Written instruction: Everything in the data should be repeated exactly, save for the images.

[BEGIN]

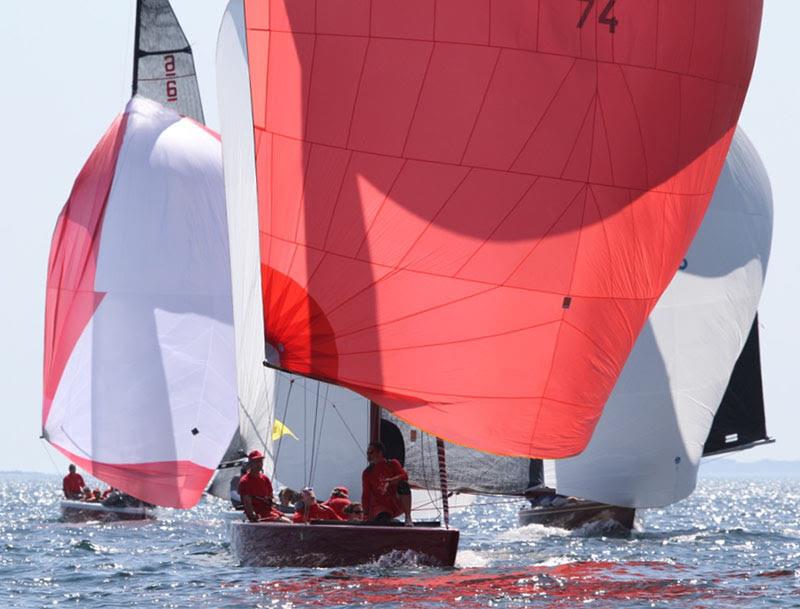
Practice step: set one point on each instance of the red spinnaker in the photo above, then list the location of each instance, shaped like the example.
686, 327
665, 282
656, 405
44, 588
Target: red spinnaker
469, 207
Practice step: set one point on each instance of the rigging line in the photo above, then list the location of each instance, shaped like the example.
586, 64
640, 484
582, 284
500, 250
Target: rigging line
49, 456
424, 437
280, 440
321, 428
313, 438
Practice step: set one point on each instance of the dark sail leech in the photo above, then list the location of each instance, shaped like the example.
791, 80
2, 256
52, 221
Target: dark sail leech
163, 66
740, 423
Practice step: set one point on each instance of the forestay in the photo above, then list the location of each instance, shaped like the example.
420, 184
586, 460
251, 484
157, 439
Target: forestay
465, 211
139, 371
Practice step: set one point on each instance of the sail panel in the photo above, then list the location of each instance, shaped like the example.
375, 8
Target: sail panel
256, 384
163, 63
468, 470
740, 422
139, 367
476, 242
646, 449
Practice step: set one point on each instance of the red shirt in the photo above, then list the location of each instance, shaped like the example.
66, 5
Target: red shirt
72, 485
316, 511
378, 495
337, 504
259, 488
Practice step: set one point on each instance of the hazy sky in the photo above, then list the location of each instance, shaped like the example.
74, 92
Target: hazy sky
66, 71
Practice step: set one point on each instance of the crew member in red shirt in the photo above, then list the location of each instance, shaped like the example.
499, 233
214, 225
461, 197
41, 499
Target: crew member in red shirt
385, 493
340, 499
73, 484
313, 510
255, 489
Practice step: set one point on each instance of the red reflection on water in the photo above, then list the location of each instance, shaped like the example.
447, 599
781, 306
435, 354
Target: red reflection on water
468, 588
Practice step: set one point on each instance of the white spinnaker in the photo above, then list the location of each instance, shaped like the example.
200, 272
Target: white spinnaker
648, 443
256, 384
147, 398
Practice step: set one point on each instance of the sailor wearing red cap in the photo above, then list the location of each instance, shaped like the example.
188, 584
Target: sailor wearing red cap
313, 510
385, 493
339, 500
255, 489
73, 484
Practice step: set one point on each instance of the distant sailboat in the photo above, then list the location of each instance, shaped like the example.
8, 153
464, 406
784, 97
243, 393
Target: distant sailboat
683, 394
465, 212
139, 370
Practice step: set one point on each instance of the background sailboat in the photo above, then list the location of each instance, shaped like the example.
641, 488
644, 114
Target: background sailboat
139, 371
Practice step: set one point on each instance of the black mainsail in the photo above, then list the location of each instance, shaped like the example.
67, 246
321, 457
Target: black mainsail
163, 66
740, 423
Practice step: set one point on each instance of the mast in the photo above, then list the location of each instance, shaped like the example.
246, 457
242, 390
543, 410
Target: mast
136, 33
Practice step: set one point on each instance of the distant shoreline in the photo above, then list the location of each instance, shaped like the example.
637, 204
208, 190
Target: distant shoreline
711, 468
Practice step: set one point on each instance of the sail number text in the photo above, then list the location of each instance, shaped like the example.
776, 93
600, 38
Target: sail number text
605, 15
171, 84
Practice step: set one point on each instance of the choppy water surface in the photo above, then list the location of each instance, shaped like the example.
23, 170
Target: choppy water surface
734, 543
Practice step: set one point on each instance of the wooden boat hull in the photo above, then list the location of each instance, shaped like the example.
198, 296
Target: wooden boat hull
268, 544
81, 511
575, 514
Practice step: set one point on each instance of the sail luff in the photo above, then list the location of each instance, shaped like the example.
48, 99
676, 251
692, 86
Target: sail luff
256, 384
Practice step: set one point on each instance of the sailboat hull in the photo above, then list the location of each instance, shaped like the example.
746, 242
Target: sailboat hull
81, 511
272, 544
575, 514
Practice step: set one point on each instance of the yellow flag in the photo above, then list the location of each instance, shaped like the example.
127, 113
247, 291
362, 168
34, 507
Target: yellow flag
279, 429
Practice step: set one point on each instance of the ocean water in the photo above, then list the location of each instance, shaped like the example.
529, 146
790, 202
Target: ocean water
734, 543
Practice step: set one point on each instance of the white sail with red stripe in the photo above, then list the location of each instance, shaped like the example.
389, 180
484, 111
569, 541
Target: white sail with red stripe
139, 371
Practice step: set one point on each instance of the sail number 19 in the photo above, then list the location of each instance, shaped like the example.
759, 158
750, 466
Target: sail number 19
605, 16
171, 83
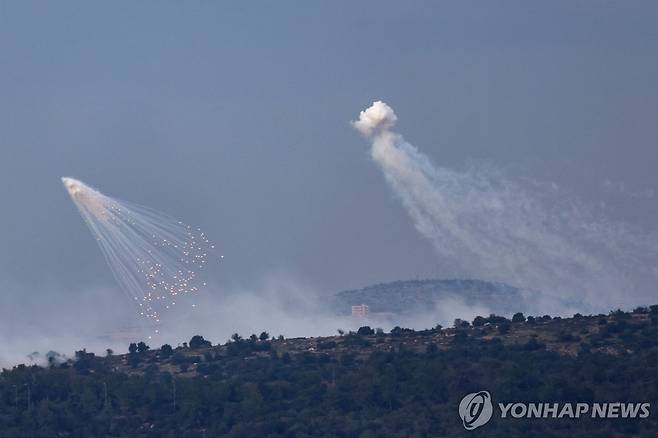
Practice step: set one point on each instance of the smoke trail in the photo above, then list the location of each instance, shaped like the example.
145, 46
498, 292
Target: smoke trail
486, 225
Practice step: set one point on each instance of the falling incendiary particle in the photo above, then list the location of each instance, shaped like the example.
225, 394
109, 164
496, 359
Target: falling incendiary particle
147, 251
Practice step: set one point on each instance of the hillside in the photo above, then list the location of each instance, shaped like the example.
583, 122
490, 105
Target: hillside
403, 383
403, 297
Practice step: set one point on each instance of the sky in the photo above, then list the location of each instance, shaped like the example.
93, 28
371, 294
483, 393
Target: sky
234, 116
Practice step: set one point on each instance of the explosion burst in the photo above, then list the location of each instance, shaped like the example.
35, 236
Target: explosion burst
154, 258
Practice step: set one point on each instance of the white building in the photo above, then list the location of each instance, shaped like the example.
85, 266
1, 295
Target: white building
360, 311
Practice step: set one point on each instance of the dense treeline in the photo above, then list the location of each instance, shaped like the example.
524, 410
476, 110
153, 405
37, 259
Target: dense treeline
345, 386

[END]

Finished exercise:
Practice step: set one point on each instance of the red spinnaker in the photo above, then list the location of each instance, shaped like the example.
686, 327
665, 282
656, 405
44, 588
Target: red spinnaker
469, 207
Practice step: set one point on each instance of the rigging line in the photo above, then list the location of each instance, shaped like the example.
586, 64
640, 484
582, 284
500, 250
Target: rigging line
49, 456
424, 437
280, 440
321, 428
313, 438
Practice step: set one point on each instance of the dark sail leech in the photo above, then list the location of each instance, shaped like the example.
791, 80
2, 256
52, 221
Target: dark sail leech
163, 66
740, 423
Practice step: set one point on each instance of the forestay in the photo above, then list the location of each instance, shaped like the example.
420, 184
586, 460
251, 484
157, 439
Target: forestay
465, 211
139, 371
Practice step: set one point on each instance of the sail panel in the photo above, then list the location of each instance, shaped like the example.
375, 8
Target: sail panel
256, 384
163, 63
468, 470
740, 422
139, 367
476, 242
646, 449
Practice step: set one point on each instance of the red shirt in the photo above, then list the location of each instance, shaped like the example.
66, 5
Target: red shirt
72, 485
316, 511
378, 495
337, 504
259, 488
Practice step: set one point on each instance of the hazy sky in the photo above, then list the location of each instance, shaped like the example.
74, 92
Target: hazy sky
66, 71
Practice step: set one point on each instance of the crew member in red shirt in the photo above, then list the location of each instance, shaped like the example.
499, 233
214, 225
461, 197
41, 499
Target: crew member in red shirt
385, 493
340, 499
73, 484
313, 510
255, 489
Practice step: set one point on each instance of the red reflection on water in the photo above, then list the location of each instance, shaped like the example.
447, 599
781, 306
435, 354
Target: red reflection on water
468, 588
Practice step: set one point on each instance of the white spinnaker in the photo above, then list the location of each instance, shaped like the example.
200, 272
Target: white spinnaker
648, 443
256, 384
147, 398
Practice step: set one point on each instance of the sailor wearing red cap in the photo above, then list the location of each instance, shaped like the example.
188, 584
Target: sailor wearing red cap
313, 510
385, 493
339, 500
255, 489
73, 484
Practice step: set one point on each instance of the distant sailboat in the photo above, then list the location of each instance, shaped like the example.
8, 153
464, 406
784, 97
243, 393
Target: distant sailboat
683, 394
465, 212
139, 370
Practice step: set one point on each instance of the background sailboat in the photo above, then list the location of each instance, shaped like the example.
641, 488
644, 114
Target: background sailboat
139, 371
Practice step: set one point on each instance of the black mainsail in the photo above, then list the location of each instance, shaped like the example.
67, 246
321, 457
Target: black mainsail
163, 66
740, 423
Practice step: set one point on each instance of the mast in the photo above, then list the location of each instance, shaped like the example.
246, 457
242, 390
543, 410
Target: mast
136, 33
Practice step: set one point on each instance of the distant shoreline in the photo above, then list the location of each instance, shaped like the example.
637, 204
208, 190
Target: distant shoreline
711, 468
Practice step: set one point on each instance of the sail number text in the photo above, then list the location of each instance, shaped like the example.
776, 93
600, 38
Target: sail number text
605, 15
171, 84
Practice step: set one point on each instance of the choppy water surface in the photo above, then list the location of each instance, shaped like the example.
23, 170
Target: choppy water surface
734, 543
Practice step: set one point on each instance of the wooden boat hull in the photo above, then list the location of each instance, shaped like the example.
198, 296
Target: wooden boat hull
268, 544
81, 511
575, 514
Practice step: set one point on each instance of the sail luff in the photo above, then list the location of each instance, shaped like the example.
48, 99
676, 251
692, 86
Target: sail luff
256, 384
Practice step: set one point on each instance of the sailboat hull in the photo above, then list the location of each instance, shaped like the example.
746, 242
Target: sailboat hull
81, 511
272, 544
575, 514
Practice step: set one point on each instance of the yellow flag in the photo above, then list the location of each instance, shaped like the example.
127, 113
247, 291
362, 168
34, 507
Target: yellow flag
279, 429
Practice step: set one point on each instance of the ocean water in the photo above, then list the location of each instance, shaped like the example.
529, 146
790, 202
Target: ocean water
734, 543
Practice step: set one point on each instance of the white sail with red stripe in the photo above, then list the location of each instance, shaped like the example.
389, 180
484, 111
569, 541
Target: white sail with red stripe
139, 371
Practice step: set one point on each instance of the sail number 19 in the photo above, then list the location of each instance, shaped like the example.
759, 158
750, 466
Target: sail number 19
605, 16
171, 83
Practice step: set one point on each instance of the smoke trail in the photo above, then list the location of each instance, shaped like the example.
145, 46
498, 292
Target: smoke trail
486, 225
Practice step: set one point on each instance of the falling incendiary particle in the photo above, then list the location of each instance, shaped like the example.
225, 394
109, 164
496, 359
Target: falling incendiary particle
147, 251
Practice step: set one point on each instance of the hillside in the photo above, then list the location of each instance, shaped like the example.
583, 122
490, 105
Target: hillside
403, 383
403, 297
Practice step: set one point on each instance of the sky in the photo above, then list the location of each instance, shaped like the example.
93, 28
371, 294
483, 393
Target: sky
234, 116
Practice step: set one point on each instance of the explosion burst in the photo above, then list the location of each instance, shaped like the example.
35, 236
Target: explosion burst
154, 258
Practice step: set one point on each instance of the white building in the photo above, then list the location of each instance, shaped like the example.
85, 266
1, 295
Target: white building
360, 311
Practice step: set one point on each instance of the dense treeline in the photo above, then list the location of each instance, shaped like the example.
524, 410
476, 110
153, 405
37, 259
Target: dense treeline
345, 386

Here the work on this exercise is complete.